Annotation dataset entries:
/---
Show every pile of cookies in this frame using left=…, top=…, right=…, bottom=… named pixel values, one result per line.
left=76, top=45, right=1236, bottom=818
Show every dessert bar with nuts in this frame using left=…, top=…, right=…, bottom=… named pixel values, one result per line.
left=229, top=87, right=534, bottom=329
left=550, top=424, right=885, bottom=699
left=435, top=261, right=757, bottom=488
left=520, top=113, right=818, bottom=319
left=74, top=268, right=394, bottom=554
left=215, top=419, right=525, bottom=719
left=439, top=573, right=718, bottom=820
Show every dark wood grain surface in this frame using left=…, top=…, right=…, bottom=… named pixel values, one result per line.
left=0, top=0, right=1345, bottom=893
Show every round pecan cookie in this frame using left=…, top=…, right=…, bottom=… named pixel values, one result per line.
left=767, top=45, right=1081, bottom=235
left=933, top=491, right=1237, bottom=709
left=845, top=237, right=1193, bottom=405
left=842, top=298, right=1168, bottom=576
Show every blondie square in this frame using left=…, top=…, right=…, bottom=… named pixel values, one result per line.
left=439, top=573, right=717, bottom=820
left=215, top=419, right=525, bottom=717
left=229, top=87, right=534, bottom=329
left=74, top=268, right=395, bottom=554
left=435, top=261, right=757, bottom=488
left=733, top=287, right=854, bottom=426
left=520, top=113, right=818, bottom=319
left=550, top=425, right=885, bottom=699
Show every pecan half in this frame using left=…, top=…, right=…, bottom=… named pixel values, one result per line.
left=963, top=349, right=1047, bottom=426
\---
JOB: Rewrite all of the data above with "Show every" replaced by "Outline every" each time it occurs, leaving everything else unchanged.

WRITTEN ANSWER:
Outline every pile of cookies in this frame using left=…, top=…, right=…, bottom=… named pixel values, one result per line.
left=76, top=45, right=1236, bottom=818
Outline every dessert bar with nuts in this frame using left=…, top=…, right=…, bottom=… named pixel values, one result per line.
left=229, top=87, right=534, bottom=329
left=550, top=424, right=885, bottom=699
left=435, top=261, right=757, bottom=488
left=520, top=113, right=818, bottom=319
left=74, top=268, right=394, bottom=554
left=215, top=419, right=525, bottom=719
left=439, top=573, right=718, bottom=820
Outline every dark wood grain surface in this frame using left=…, top=…, right=…, bottom=… named pixel values, one result per line.
left=0, top=0, right=1345, bottom=893
Outline every round pecan cookie in this frame using left=…, top=…, right=…, bottom=… named pixel values, one result per line.
left=767, top=45, right=1081, bottom=235
left=933, top=491, right=1237, bottom=709
left=845, top=237, right=1193, bottom=405
left=842, top=298, right=1168, bottom=576
Outline every blondie square in this frame using left=…, top=…, right=…, bottom=… named pixel values, one result per line.
left=439, top=573, right=717, bottom=820
left=215, top=419, right=525, bottom=717
left=229, top=87, right=534, bottom=329
left=74, top=268, right=395, bottom=554
left=435, top=261, right=757, bottom=488
left=733, top=287, right=854, bottom=426
left=520, top=113, right=818, bottom=319
left=550, top=425, right=885, bottom=699
Outline every pecan half in this frame using left=…, top=…, right=…, bottom=… named pixel values, one result per line.
left=963, top=349, right=1047, bottom=426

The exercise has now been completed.